■ **Problem requirements**
Rewrite these lines with "shrub" replaced by "bush" and everything else left unchanged.
** Start of Supplied records **
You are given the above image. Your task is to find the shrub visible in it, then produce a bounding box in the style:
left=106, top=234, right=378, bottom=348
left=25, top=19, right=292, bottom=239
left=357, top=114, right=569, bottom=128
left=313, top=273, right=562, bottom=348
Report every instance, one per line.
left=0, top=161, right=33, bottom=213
** End of Supplied records **
■ **Task solution**
You are given the above image. Your task is to find the bush visible in it, then produce a bounding box in the style:
left=106, top=234, right=378, bottom=348
left=25, top=19, right=292, bottom=239
left=357, top=114, right=569, bottom=128
left=313, top=273, right=562, bottom=348
Report every instance, one per line.
left=0, top=161, right=33, bottom=213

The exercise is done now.